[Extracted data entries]
- - -

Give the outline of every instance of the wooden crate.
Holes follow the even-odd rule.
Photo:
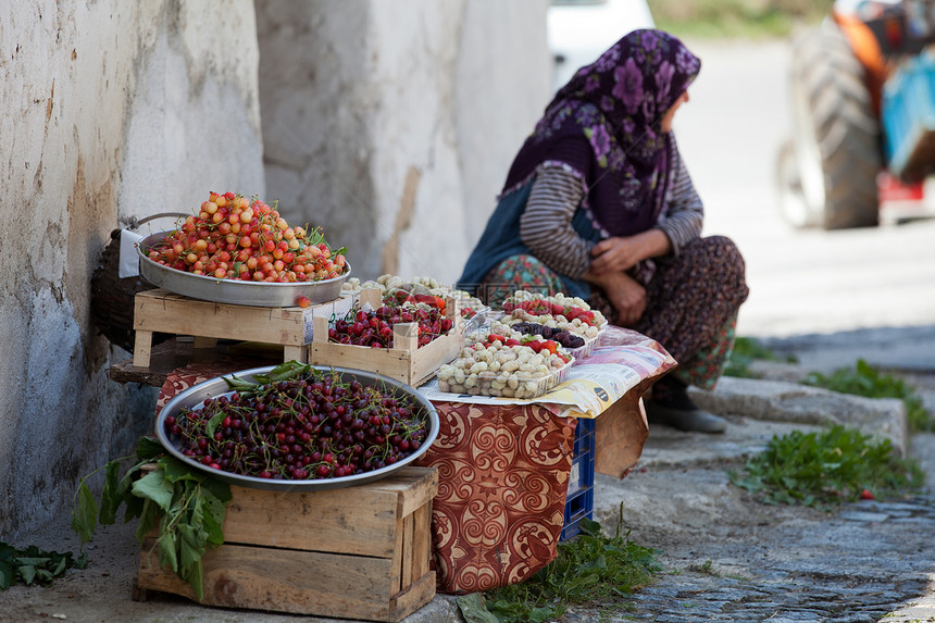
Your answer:
[[[379,303],[378,294],[374,290],[362,290],[360,300],[370,302],[376,308]],[[374,298],[376,296],[376,298]],[[313,320],[314,332],[309,345],[309,361],[316,365],[334,365],[352,367],[383,374],[407,385],[417,386],[434,375],[438,366],[458,357],[464,346],[465,322],[459,313],[458,299],[449,297],[446,302],[446,315],[452,319],[453,325],[448,334],[433,339],[419,348],[419,326],[416,323],[394,325],[392,348],[370,348],[328,341],[328,319],[316,316]]]
[[[133,364],[149,366],[153,333],[194,336],[195,348],[214,348],[221,337],[282,345],[285,361],[304,363],[307,345],[312,340],[312,319],[342,316],[352,304],[351,297],[342,296],[308,308],[262,308],[201,301],[161,288],[139,292],[134,299]]]
[[[317,493],[232,487],[224,544],[202,559],[200,603],[396,622],[435,597],[434,468],[402,468],[375,483]],[[198,601],[144,541],[133,597],[148,590]]]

- - -

INSTRUCTIONS FOR THE TASK | Copy all of the entries verbatim, leaving out any pictures they contain.

SOLUTION TO THIS PROBLEM |
Give the outline of every instance of the wooden crate.
Holes follow the even-odd rule.
Photo:
Your answer:
[[[379,303],[378,294],[374,290],[362,290],[360,300],[370,302],[376,308]],[[374,298],[376,296],[376,298]],[[313,320],[314,332],[309,345],[309,361],[316,365],[334,365],[352,367],[383,374],[407,385],[417,386],[434,375],[438,366],[458,357],[464,346],[465,322],[459,313],[458,299],[449,297],[446,302],[446,315],[452,319],[453,325],[448,334],[433,339],[419,348],[419,326],[416,323],[394,325],[392,348],[370,348],[328,341],[328,319],[316,316]]]
[[[133,364],[149,366],[153,333],[194,336],[195,348],[214,348],[221,337],[282,345],[285,361],[304,363],[307,345],[312,340],[312,319],[342,316],[352,304],[351,297],[342,296],[308,308],[262,308],[201,301],[161,288],[139,292],[134,299]]]
[[[317,493],[232,487],[224,544],[202,559],[200,603],[396,622],[435,597],[434,468],[402,468],[375,483]],[[198,601],[144,541],[133,597],[148,590]]]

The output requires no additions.